DATA SECTION:

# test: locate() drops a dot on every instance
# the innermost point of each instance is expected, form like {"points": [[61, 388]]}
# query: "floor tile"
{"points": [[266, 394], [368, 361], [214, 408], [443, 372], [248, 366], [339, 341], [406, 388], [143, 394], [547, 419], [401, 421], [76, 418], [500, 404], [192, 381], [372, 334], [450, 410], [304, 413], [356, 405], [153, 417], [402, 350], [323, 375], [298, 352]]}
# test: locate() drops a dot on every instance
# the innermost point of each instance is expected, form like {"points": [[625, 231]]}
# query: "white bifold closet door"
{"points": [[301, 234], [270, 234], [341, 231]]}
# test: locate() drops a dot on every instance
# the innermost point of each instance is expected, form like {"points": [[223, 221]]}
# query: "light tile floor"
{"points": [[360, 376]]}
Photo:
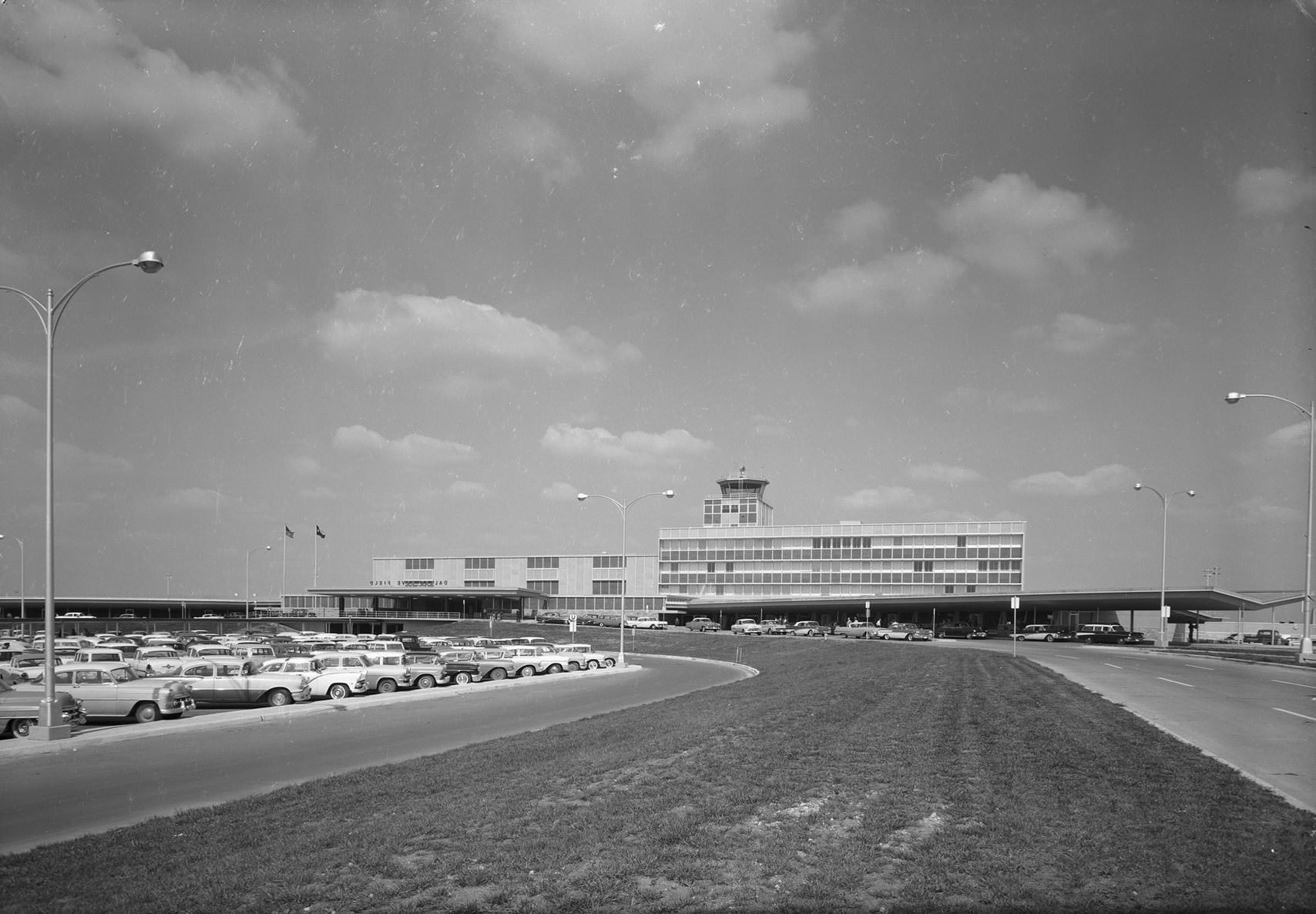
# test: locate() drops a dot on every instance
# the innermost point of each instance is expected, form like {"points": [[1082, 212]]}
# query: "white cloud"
{"points": [[879, 498], [1113, 477], [83, 70], [942, 473], [559, 492], [379, 332], [1011, 226], [905, 280], [415, 451], [974, 398], [711, 69], [637, 448], [861, 224], [1076, 334], [193, 499], [16, 410], [1271, 191], [536, 143]]}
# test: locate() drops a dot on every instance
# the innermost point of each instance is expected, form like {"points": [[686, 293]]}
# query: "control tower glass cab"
{"points": [[740, 505]]}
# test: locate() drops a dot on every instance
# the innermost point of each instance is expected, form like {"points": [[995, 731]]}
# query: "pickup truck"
{"points": [[1266, 637], [18, 710]]}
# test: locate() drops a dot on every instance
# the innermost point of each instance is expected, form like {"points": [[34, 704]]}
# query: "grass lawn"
{"points": [[847, 778]]}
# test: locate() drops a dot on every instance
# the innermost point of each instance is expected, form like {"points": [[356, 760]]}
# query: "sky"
{"points": [[432, 269]]}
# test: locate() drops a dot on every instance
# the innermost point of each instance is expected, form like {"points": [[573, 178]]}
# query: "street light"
{"points": [[22, 590], [1165, 526], [1306, 652], [623, 506], [49, 721], [247, 594]]}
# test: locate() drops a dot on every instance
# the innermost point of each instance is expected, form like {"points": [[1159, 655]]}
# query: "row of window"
{"points": [[834, 555], [848, 577]]}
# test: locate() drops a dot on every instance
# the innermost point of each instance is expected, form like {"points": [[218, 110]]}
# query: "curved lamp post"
{"points": [[1165, 527], [22, 590], [247, 594], [1306, 652], [623, 506], [49, 724]]}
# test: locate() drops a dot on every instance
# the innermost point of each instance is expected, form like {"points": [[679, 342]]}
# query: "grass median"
{"points": [[848, 776]]}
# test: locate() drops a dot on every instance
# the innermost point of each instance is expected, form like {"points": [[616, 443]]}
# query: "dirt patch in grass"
{"points": [[865, 778]]}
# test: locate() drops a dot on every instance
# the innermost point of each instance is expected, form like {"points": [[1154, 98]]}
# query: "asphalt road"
{"points": [[116, 776], [1258, 718]]}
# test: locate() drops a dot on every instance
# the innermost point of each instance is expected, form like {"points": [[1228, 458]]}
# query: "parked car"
{"points": [[905, 631], [1042, 633], [116, 691], [590, 659], [223, 683], [957, 630], [157, 661], [336, 684], [1107, 633], [20, 710]]}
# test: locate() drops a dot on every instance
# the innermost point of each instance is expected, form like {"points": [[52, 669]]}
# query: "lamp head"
{"points": [[149, 262]]}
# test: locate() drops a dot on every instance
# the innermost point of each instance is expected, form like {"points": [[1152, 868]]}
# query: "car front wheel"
{"points": [[279, 698]]}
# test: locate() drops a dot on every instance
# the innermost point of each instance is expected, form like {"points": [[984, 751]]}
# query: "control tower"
{"points": [[740, 505]]}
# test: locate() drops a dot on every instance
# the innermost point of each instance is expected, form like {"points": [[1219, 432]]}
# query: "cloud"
{"points": [[16, 410], [861, 224], [191, 499], [636, 448], [905, 280], [1271, 191], [695, 69], [72, 460], [414, 451], [1113, 477], [559, 492], [974, 398], [942, 473], [83, 70], [1076, 334], [879, 498], [379, 332], [1011, 226], [536, 143]]}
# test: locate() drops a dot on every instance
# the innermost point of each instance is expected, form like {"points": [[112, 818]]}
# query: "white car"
{"points": [[337, 683]]}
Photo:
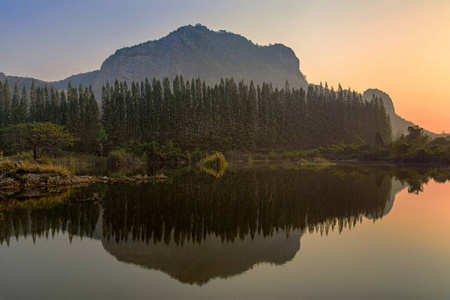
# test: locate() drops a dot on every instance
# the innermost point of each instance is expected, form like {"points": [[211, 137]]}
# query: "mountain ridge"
{"points": [[198, 52]]}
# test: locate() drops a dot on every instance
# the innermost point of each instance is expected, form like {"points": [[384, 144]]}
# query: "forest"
{"points": [[192, 115]]}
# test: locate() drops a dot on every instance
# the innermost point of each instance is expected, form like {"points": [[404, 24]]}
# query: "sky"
{"points": [[399, 46]]}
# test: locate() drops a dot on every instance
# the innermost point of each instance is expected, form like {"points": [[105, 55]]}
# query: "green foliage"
{"points": [[215, 161], [39, 137], [10, 168]]}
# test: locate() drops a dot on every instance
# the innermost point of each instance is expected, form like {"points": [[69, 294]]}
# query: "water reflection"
{"points": [[196, 227]]}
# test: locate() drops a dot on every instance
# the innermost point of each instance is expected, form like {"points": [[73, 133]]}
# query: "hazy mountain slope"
{"points": [[85, 79], [399, 125], [196, 51], [21, 81]]}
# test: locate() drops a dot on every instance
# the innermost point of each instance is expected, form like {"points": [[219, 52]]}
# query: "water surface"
{"points": [[251, 233]]}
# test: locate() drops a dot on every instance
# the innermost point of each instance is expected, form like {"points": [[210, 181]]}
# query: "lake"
{"points": [[260, 232]]}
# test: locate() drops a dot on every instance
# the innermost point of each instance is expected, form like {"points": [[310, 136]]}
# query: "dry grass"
{"points": [[9, 167]]}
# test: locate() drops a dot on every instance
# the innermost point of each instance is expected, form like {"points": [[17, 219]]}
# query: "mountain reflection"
{"points": [[196, 227]]}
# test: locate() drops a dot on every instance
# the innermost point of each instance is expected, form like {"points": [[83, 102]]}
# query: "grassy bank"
{"points": [[11, 168]]}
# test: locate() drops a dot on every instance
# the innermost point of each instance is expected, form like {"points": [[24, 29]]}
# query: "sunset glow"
{"points": [[401, 47]]}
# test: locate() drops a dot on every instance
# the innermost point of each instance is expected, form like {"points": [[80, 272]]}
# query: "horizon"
{"points": [[399, 47]]}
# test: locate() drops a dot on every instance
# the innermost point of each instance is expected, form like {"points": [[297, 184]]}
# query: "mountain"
{"points": [[85, 79], [399, 125], [196, 51], [21, 81]]}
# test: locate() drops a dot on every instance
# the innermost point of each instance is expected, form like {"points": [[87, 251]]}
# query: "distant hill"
{"points": [[399, 125], [196, 51], [21, 81], [85, 79]]}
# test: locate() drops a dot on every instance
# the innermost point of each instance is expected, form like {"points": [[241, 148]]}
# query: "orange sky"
{"points": [[399, 46]]}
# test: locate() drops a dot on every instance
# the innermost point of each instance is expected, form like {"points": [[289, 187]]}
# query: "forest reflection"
{"points": [[194, 205]]}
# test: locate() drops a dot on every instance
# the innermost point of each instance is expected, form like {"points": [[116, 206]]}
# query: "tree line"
{"points": [[76, 109], [232, 115], [227, 116]]}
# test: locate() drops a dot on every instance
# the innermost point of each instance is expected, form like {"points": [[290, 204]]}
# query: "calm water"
{"points": [[252, 233]]}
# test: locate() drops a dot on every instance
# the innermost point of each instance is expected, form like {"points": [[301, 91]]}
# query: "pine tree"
{"points": [[23, 107], [15, 110]]}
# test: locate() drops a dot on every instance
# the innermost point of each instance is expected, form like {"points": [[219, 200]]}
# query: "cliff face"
{"points": [[196, 51], [399, 125]]}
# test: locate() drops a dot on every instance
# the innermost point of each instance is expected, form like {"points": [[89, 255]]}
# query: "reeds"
{"points": [[9, 167]]}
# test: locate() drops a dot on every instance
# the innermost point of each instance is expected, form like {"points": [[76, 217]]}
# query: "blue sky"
{"points": [[399, 46]]}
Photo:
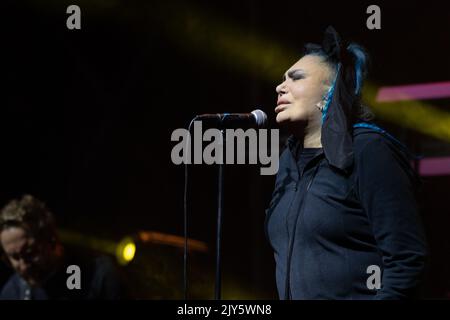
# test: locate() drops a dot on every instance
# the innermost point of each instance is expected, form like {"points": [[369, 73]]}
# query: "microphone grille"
{"points": [[260, 117]]}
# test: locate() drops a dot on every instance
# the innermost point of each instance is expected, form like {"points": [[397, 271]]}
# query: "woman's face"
{"points": [[303, 87]]}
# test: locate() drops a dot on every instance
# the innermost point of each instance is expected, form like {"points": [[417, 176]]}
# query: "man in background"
{"points": [[40, 263]]}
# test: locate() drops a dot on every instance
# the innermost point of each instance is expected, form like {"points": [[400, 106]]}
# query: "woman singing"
{"points": [[343, 221]]}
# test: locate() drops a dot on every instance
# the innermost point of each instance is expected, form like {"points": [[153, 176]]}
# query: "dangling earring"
{"points": [[320, 105]]}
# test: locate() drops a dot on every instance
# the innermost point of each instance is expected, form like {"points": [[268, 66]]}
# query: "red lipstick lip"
{"points": [[280, 107], [282, 102]]}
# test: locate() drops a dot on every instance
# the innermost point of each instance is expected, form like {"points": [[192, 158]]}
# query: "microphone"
{"points": [[256, 118]]}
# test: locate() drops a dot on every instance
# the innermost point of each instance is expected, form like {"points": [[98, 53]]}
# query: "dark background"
{"points": [[87, 116]]}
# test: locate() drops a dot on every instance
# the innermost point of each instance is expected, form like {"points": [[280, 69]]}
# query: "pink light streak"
{"points": [[423, 91]]}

OBJECTIVE: Return every line of the listing above that contains the string "tower", treating uppercase and lowercase letters as different.

TASK OUTPUT:
# query: "control tower glass cab"
# query: "control tower"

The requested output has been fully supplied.